Material provided below:
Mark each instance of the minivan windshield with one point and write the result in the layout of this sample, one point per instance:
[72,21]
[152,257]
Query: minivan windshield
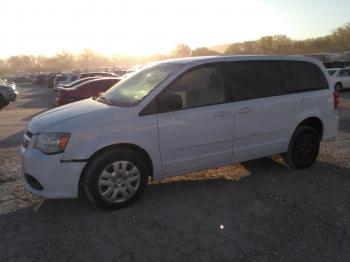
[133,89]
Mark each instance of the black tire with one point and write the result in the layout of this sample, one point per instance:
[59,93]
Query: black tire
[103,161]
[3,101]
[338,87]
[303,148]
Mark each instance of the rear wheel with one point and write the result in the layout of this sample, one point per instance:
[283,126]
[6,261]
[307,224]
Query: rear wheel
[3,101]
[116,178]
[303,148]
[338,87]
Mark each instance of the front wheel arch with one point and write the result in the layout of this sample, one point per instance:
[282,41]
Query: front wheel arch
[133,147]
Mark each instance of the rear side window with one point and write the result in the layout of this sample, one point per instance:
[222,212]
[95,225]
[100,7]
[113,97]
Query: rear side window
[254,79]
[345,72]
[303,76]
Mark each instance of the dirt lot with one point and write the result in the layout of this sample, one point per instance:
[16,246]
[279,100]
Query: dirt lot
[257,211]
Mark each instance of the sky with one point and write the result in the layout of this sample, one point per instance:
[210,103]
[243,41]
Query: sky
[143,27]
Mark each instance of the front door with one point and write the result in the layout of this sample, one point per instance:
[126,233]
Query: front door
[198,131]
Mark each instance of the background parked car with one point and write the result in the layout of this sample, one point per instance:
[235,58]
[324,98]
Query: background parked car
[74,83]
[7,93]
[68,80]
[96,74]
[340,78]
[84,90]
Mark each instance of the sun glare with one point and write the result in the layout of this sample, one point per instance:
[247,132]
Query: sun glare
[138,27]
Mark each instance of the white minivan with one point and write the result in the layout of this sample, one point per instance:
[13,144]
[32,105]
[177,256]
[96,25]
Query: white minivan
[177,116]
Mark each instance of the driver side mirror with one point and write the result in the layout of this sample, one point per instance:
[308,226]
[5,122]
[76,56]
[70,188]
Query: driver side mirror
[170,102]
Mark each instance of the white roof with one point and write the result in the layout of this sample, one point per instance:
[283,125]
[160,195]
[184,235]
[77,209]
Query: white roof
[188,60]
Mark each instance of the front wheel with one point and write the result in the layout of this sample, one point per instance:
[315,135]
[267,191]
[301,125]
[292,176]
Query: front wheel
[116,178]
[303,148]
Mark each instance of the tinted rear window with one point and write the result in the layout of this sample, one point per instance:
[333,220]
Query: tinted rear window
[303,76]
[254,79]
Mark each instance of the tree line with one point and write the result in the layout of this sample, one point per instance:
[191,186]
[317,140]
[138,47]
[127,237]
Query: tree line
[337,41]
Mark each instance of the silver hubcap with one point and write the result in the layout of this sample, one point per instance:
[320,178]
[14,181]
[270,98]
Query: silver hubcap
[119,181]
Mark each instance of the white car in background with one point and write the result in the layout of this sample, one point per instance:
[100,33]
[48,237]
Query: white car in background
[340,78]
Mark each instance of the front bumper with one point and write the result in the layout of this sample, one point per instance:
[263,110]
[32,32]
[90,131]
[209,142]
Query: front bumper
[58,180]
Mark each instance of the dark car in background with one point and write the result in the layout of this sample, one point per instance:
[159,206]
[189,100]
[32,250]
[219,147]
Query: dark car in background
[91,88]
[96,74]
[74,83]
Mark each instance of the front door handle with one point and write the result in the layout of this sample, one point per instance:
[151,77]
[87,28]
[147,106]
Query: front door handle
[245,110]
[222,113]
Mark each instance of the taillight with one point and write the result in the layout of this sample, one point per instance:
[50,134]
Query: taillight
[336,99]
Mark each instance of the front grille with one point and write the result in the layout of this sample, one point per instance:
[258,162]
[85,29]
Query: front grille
End of Material provided.
Material provided below:
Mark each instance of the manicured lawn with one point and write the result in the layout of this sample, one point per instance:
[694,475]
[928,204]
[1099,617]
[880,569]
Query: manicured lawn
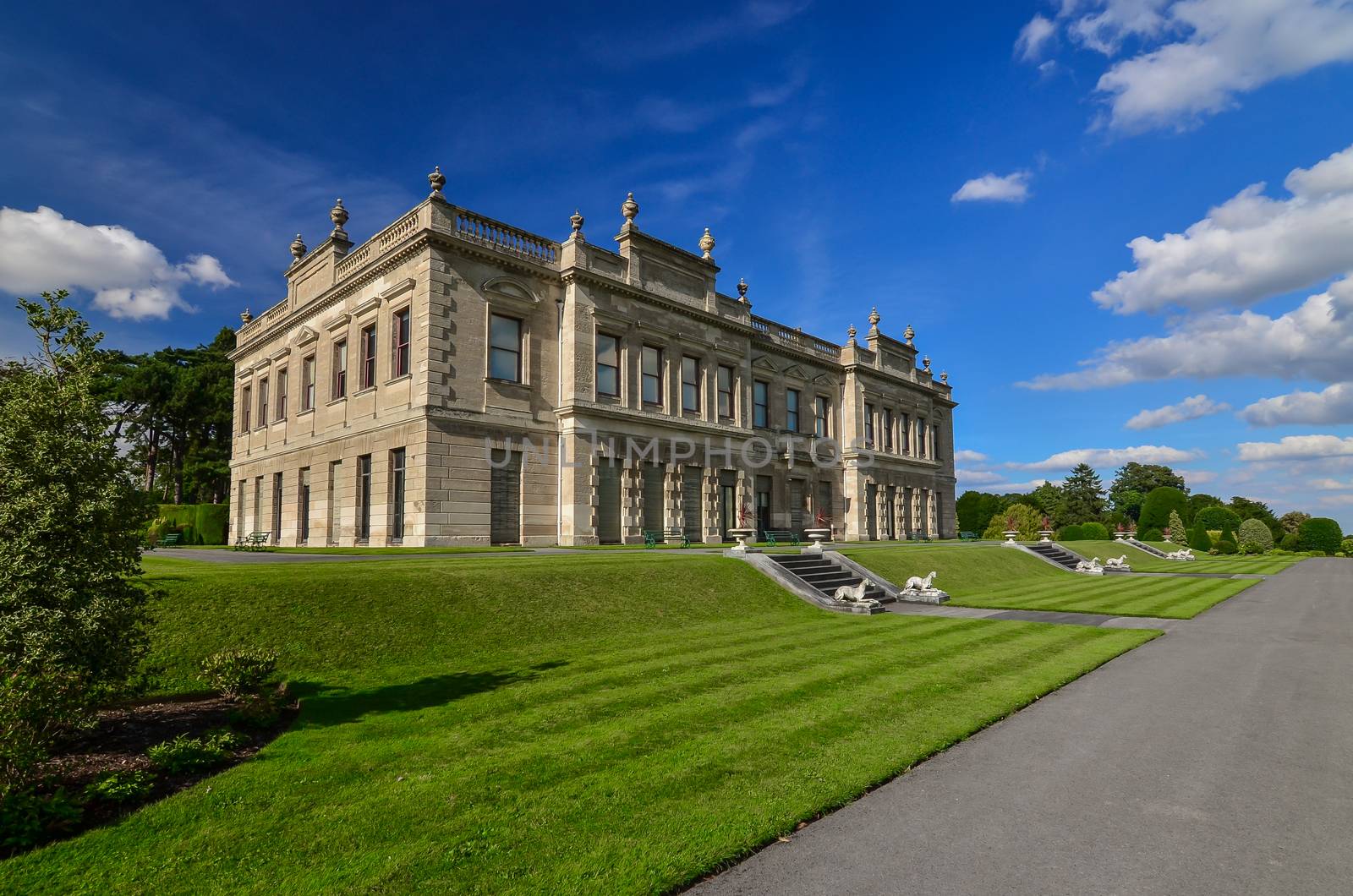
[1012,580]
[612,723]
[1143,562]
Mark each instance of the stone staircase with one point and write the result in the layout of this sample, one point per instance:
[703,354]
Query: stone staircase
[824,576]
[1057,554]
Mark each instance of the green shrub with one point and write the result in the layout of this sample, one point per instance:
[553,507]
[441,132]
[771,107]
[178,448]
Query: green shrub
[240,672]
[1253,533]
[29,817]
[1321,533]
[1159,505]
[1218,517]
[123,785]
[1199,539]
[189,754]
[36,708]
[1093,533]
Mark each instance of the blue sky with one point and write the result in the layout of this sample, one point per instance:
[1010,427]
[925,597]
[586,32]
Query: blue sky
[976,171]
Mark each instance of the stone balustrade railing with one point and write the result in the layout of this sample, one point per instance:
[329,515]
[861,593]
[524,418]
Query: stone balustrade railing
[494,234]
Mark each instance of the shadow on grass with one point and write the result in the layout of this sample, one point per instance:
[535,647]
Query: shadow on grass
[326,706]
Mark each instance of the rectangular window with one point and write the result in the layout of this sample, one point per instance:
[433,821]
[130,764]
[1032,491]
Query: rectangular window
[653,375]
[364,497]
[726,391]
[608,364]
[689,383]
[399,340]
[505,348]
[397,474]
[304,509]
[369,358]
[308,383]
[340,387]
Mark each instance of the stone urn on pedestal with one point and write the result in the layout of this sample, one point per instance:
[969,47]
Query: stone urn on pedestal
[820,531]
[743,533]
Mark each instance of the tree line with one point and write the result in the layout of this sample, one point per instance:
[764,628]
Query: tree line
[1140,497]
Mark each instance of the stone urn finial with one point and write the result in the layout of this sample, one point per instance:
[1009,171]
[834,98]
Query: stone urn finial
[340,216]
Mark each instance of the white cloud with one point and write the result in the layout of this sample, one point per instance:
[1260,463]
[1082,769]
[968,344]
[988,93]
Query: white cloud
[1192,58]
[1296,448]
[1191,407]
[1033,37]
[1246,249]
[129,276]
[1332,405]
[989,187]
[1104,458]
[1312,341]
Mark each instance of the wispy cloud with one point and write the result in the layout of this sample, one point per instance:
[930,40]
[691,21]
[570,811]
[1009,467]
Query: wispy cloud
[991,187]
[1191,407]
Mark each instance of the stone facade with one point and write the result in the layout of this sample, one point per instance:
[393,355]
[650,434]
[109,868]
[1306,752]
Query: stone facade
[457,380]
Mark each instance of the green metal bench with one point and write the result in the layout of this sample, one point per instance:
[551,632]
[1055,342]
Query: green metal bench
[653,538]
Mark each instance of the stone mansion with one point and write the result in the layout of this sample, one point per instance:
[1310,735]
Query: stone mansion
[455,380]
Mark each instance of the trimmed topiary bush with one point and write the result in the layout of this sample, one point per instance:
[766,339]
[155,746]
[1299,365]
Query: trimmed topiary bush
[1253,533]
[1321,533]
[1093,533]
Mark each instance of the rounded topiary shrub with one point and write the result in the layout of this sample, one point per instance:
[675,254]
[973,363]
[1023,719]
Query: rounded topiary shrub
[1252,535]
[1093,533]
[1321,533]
End of Material provided.
Material provided below:
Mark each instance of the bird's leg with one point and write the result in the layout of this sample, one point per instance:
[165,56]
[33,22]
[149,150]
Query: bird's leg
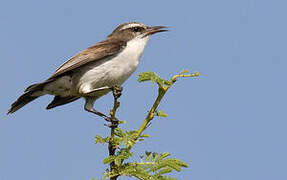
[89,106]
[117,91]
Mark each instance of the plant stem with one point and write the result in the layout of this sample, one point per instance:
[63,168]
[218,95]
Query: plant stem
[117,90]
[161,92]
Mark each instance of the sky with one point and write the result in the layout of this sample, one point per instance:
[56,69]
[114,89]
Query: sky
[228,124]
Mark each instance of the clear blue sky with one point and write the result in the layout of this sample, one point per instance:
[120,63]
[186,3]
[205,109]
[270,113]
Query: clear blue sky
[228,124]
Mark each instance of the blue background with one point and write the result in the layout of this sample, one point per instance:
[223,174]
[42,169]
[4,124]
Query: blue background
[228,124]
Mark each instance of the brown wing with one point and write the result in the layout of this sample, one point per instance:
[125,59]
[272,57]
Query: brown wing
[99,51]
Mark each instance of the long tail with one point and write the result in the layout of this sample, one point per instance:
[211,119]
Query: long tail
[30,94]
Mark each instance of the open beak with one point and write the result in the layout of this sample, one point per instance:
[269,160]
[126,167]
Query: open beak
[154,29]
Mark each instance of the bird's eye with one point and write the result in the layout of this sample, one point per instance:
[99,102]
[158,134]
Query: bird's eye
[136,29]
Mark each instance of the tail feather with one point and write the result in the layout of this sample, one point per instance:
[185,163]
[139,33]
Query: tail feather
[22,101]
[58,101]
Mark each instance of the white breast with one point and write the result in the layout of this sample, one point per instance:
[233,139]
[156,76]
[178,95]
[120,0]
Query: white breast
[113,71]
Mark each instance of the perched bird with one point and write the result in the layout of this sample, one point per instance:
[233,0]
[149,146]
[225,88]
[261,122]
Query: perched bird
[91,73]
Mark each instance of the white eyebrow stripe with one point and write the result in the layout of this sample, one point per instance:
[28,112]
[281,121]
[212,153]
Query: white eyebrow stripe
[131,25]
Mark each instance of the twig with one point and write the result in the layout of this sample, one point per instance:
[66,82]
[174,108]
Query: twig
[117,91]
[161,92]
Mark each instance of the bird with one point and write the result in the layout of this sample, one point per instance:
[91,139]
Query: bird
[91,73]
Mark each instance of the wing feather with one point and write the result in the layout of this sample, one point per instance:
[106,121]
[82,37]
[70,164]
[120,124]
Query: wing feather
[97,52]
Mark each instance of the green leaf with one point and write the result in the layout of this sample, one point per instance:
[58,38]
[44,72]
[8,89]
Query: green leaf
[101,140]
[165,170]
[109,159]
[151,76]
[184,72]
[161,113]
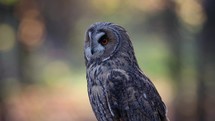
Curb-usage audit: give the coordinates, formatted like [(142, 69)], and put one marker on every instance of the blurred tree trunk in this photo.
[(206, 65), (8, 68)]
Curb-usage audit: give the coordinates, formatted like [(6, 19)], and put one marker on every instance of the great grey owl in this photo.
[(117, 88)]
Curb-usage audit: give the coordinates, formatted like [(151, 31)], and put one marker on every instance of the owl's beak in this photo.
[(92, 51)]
End of Material provided.
▶ [What to do]: Some lines above hold the word "grille". Copy all of them.

▶ [Final answer]:
Mark each instance of the front grille with one point and write the result in the layout of this sample, one point per instance:
Query: front grille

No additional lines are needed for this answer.